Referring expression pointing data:

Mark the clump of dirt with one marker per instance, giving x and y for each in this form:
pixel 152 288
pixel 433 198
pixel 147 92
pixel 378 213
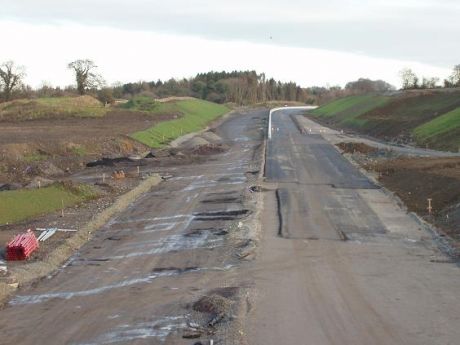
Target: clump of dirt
pixel 351 147
pixel 214 304
pixel 219 304
pixel 209 149
pixel 415 180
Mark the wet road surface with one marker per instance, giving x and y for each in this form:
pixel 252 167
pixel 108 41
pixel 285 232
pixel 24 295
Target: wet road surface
pixel 340 262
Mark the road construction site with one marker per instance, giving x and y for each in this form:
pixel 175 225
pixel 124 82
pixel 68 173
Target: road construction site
pixel 253 241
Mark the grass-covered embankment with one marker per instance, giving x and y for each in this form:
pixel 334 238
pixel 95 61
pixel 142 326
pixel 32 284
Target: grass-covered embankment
pixel 192 116
pixel 442 132
pixel 347 111
pixel 51 107
pixel 19 205
pixel 429 117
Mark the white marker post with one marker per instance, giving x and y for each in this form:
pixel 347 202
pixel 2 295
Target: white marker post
pixel 309 107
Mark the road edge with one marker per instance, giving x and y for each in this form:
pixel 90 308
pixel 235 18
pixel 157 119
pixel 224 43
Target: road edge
pixel 37 270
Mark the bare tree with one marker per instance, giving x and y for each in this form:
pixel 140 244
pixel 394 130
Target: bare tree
pixel 455 76
pixel 429 83
pixel 11 77
pixel 409 79
pixel 85 75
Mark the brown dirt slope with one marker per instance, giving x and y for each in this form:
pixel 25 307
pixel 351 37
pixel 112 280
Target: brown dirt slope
pixel 415 180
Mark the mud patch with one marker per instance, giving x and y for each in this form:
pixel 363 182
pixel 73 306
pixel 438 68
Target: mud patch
pixel 213 231
pixel 223 200
pixel 159 329
pixel 221 215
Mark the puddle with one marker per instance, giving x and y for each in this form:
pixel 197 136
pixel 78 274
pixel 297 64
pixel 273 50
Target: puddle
pixel 159 329
pixel 34 299
pixel 221 215
pixel 222 200
pixel 66 295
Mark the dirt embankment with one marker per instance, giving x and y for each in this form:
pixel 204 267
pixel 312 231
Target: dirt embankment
pixel 55 147
pixel 415 180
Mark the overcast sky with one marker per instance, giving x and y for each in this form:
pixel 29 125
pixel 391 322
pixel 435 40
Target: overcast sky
pixel 310 42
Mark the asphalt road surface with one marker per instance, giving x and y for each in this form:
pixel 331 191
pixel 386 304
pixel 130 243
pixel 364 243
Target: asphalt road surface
pixel 134 282
pixel 340 262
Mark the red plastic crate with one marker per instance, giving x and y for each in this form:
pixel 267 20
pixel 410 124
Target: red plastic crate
pixel 21 246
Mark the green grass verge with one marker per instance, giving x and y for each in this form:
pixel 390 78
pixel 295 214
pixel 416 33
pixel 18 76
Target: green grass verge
pixel 51 107
pixel 442 131
pixel 194 115
pixel 346 111
pixel 19 205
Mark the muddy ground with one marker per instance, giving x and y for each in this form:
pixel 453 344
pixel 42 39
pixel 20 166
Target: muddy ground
pixel 164 270
pixel 58 147
pixel 415 180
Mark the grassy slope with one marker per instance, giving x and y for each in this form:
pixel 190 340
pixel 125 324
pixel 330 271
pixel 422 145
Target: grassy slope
pixel 193 115
pixel 347 111
pixel 412 113
pixel 442 132
pixel 24 204
pixel 51 107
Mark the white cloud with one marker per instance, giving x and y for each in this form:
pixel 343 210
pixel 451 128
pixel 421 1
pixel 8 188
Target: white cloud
pixel 125 55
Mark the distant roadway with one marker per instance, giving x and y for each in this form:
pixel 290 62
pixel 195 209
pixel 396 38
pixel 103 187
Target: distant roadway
pixel 340 262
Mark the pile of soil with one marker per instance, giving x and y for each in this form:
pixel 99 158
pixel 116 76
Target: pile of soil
pixel 351 147
pixel 415 180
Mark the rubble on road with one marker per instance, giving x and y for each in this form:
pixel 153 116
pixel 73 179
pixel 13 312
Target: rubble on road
pixel 21 246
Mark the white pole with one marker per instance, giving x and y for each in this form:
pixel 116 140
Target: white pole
pixel 308 107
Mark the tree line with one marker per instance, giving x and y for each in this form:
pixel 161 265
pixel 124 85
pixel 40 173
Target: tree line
pixel 239 87
pixel 410 80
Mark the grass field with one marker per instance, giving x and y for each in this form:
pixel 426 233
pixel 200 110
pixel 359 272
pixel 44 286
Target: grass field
pixel 443 131
pixel 51 107
pixel 431 117
pixel 347 111
pixel 193 115
pixel 24 204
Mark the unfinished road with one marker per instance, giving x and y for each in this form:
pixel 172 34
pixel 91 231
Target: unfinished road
pixel 332 260
pixel 340 262
pixel 140 280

> [Task details]:
Text only, pictures out: give every record again as written.

> [Task answer]:
Mark the clump of dirt with one marker per instance, giving x and y for each in this form:
pixel 152 288
pixel 433 198
pixel 147 92
pixel 378 213
Target: clump of dirt
pixel 351 147
pixel 214 304
pixel 219 304
pixel 209 149
pixel 415 180
Mark the wet road surface with one marker per instance, giving x and y for each in this form:
pixel 252 167
pixel 108 41
pixel 285 232
pixel 24 295
Target: wet road surface
pixel 340 262
Mark the road construction site with one marker per instance, giving x and y for each in this form:
pixel 175 225
pixel 124 82
pixel 68 173
Target: road construction site
pixel 253 241
Mark the grass-covered embankment with one marker per instance, giving x and y for each in this form:
pixel 334 238
pixel 95 61
pixel 142 326
pixel 32 284
Target: grass-covered embankment
pixel 192 116
pixel 442 132
pixel 347 111
pixel 51 107
pixel 19 205
pixel 429 117
Mark the white marker post with one marker per instance, giving x and y for each in this form:
pixel 347 202
pixel 2 295
Target: white marker post
pixel 309 107
Mark the road edge with one marker per instance, giving x and y for each in this form:
pixel 90 308
pixel 235 18
pixel 157 119
pixel 224 43
Target: road edge
pixel 37 270
Mark the bare tree with one marker per instance, giving x and y for each in this form:
pixel 140 244
pixel 394 130
Target: bare tree
pixel 455 76
pixel 429 83
pixel 11 77
pixel 409 79
pixel 85 75
Mark the brown dirt slope with one marker per instance, giving x and y for each in this form:
pixel 25 307
pixel 351 37
pixel 112 280
Target: brown dirt slope
pixel 415 180
Mark the mud patch with one marker per instance, giving x and y for each in this form:
pixel 363 182
pixel 73 306
pixel 438 68
Target: mud patch
pixel 213 231
pixel 223 200
pixel 159 329
pixel 221 215
Mark the puddle with one marker per instance, giving x and y for each in this form:
pixel 197 136
pixel 78 274
pixel 297 64
pixel 273 50
Target: puddle
pixel 159 329
pixel 34 299
pixel 221 215
pixel 222 200
pixel 66 295
Mark the dirt embankment with one marker per instance, giving x and y for each in this form:
pixel 204 267
pixel 312 231
Target: dirt embankment
pixel 55 147
pixel 415 180
Mark the overcast sky with one marker per instance, giving x and y for each in this form:
pixel 29 125
pixel 391 322
pixel 435 40
Target: overcast sky
pixel 310 42
Mark the asphalt road surface with one marker per instance, giving x and y for each in this form:
pixel 331 191
pixel 386 304
pixel 130 243
pixel 364 243
Target: asphalt road surface
pixel 134 282
pixel 340 262
Mark the red plastic crate with one marker per instance, giving x and y for each in this form:
pixel 267 20
pixel 410 124
Target: red plastic crate
pixel 21 246
Mark the green grass verge with one marker per instance, giving x and y for each in this form:
pixel 390 78
pixel 295 214
pixel 416 33
pixel 18 76
Target: green grass verge
pixel 51 107
pixel 442 131
pixel 194 115
pixel 346 111
pixel 19 205
Mark the muddy ground with one marker per instance, giving x and y for each in this form:
pixel 453 344
pixel 42 39
pixel 20 166
Target: muddy ground
pixel 164 270
pixel 58 147
pixel 415 180
Mark the grassy slope with one marker per instance, giving x and y for each in this form:
pixel 190 340
pixel 125 324
pixel 330 271
pixel 422 145
Target: grassy slope
pixel 193 115
pixel 347 111
pixel 412 113
pixel 442 132
pixel 24 204
pixel 51 107
Mark the white cloud with one marker per instance, giving x and y for each in this form:
pixel 343 210
pixel 451 128
pixel 421 1
pixel 8 188
Target: white cloud
pixel 125 55
Mark the distant roadway with one marker per instance, giving x and y for each in this form:
pixel 290 62
pixel 195 209
pixel 396 38
pixel 103 187
Target: distant roadway
pixel 340 262
Mark the pile of soil with one marker per instance, giving x and y for each in this form:
pixel 99 158
pixel 116 76
Target: pile of soil
pixel 351 147
pixel 415 180
Mark the rubble on road with one marker per instance, giving x and y for each in this form:
pixel 153 116
pixel 73 179
pixel 13 312
Target: rubble on road
pixel 21 246
Mark the white pole with one marker per instance, giving x and y for each in this form:
pixel 116 140
Target: white pole
pixel 308 107
Mark the tree line with one marker per instance, giving x and y for each in this form:
pixel 161 265
pixel 124 85
pixel 40 173
Target: tree line
pixel 239 87
pixel 410 80
Mark the grass field with one marker per instance, giving x and y for each in this form:
pixel 426 233
pixel 200 110
pixel 359 272
pixel 44 286
Target: grass field
pixel 443 131
pixel 51 107
pixel 431 117
pixel 347 111
pixel 193 115
pixel 24 204
Mark the unfinished road with one marker per instance, giving x and y for each in this form:
pixel 172 34
pixel 91 231
Target: unfinished road
pixel 332 260
pixel 340 262
pixel 140 280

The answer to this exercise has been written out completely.